§ **YOUR ASSIGNMENT**
The answer should consist of all the records, written out word for word.

++++++++

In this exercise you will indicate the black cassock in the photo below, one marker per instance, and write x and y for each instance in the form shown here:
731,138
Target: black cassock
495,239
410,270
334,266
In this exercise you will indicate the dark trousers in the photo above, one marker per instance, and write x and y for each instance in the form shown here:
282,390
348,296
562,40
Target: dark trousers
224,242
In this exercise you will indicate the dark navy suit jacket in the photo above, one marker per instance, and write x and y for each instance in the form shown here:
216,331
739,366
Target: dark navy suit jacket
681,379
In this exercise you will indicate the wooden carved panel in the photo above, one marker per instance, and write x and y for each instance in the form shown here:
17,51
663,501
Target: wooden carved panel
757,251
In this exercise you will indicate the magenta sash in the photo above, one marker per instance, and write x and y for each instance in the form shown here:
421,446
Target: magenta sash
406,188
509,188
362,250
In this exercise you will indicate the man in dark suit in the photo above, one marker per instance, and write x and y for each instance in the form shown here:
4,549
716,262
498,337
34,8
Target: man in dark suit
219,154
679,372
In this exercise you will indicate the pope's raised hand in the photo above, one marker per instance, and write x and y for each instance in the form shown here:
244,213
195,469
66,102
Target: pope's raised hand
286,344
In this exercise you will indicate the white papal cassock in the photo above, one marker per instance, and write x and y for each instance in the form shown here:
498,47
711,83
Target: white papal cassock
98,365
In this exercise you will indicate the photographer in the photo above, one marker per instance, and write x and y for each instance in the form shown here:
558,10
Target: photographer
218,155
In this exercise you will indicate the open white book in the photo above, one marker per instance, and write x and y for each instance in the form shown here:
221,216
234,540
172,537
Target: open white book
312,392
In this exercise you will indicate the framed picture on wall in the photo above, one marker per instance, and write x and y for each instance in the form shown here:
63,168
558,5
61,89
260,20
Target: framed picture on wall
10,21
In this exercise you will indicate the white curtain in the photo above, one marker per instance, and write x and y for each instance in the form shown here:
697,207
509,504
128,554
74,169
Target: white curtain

++++++++

§ **OUTPUT OF THE EXERCISE**
In this exercise you will indicate the black cassock in the photo below, one marker per instance, and write x and y for each instance in the form shown here:
731,138
Target: black cassock
495,239
410,270
334,266
In this exercise you will indicate the dark trousers in the photo above, one marker per instance, and write x and y for each instance in the form shown here:
282,390
348,296
562,40
Target: dark trousers
224,242
In this exercise you will indicate the dark navy suit jacket in the photo above, one marker per instance, and write x and y for each instance in the form shown here:
216,331
739,366
Target: dark navy suit jacket
681,379
In this exercise you will indicate the wooden carved panel in the photo above, one marker per instance, and write x and y for each instance in the form shown here:
17,51
663,501
Target: wooden carved panel
757,251
In this exercise you will indicate the magenta sash in the photo above, one marker per instance, and write x and y for each instance in the form shown here:
421,446
Target: magenta sash
406,188
509,188
362,250
In this exercise you will indicate the man in dark suit in the photo above, one marker per instance, and write x and y for each instance in the form shown here:
4,549
716,262
498,337
34,8
Target: man in dark suit
219,154
679,372
In this exercise you will indicate the pope's raised hand in the photo above, one marker per instance, and write x and y for each instance in the form shown here:
244,213
195,469
66,102
Target: pope's raised hand
286,344
In this exercise you will indicate the white papal cassock in the photo above, one marker per instance, and write x and y for each instance in the form shown here:
498,47
711,83
Target: white papal cassock
98,365
In this exercise you will indicate the photographer in the photo above, one marker per instance, and write x and y for each instance in the form shown here:
558,10
Target: photographer
218,155
In this exercise you will indicate the open white book in the photo above, one marker per instance, and write x and y for each instance in the form shown here:
221,216
234,540
172,537
Target: open white book
312,392
In this exercise you will indicate the framed picture on wall in the photo above, one marker per instance, and write x and y for each instance in the form shown here:
63,168
558,5
61,89
260,20
Target: framed picture on wall
10,21
In this exercise you will indicate the white curtain in the photo above, one marker per instance, and write x and y for each instance in the form shown here:
697,207
509,504
128,554
74,169
Target: white curtain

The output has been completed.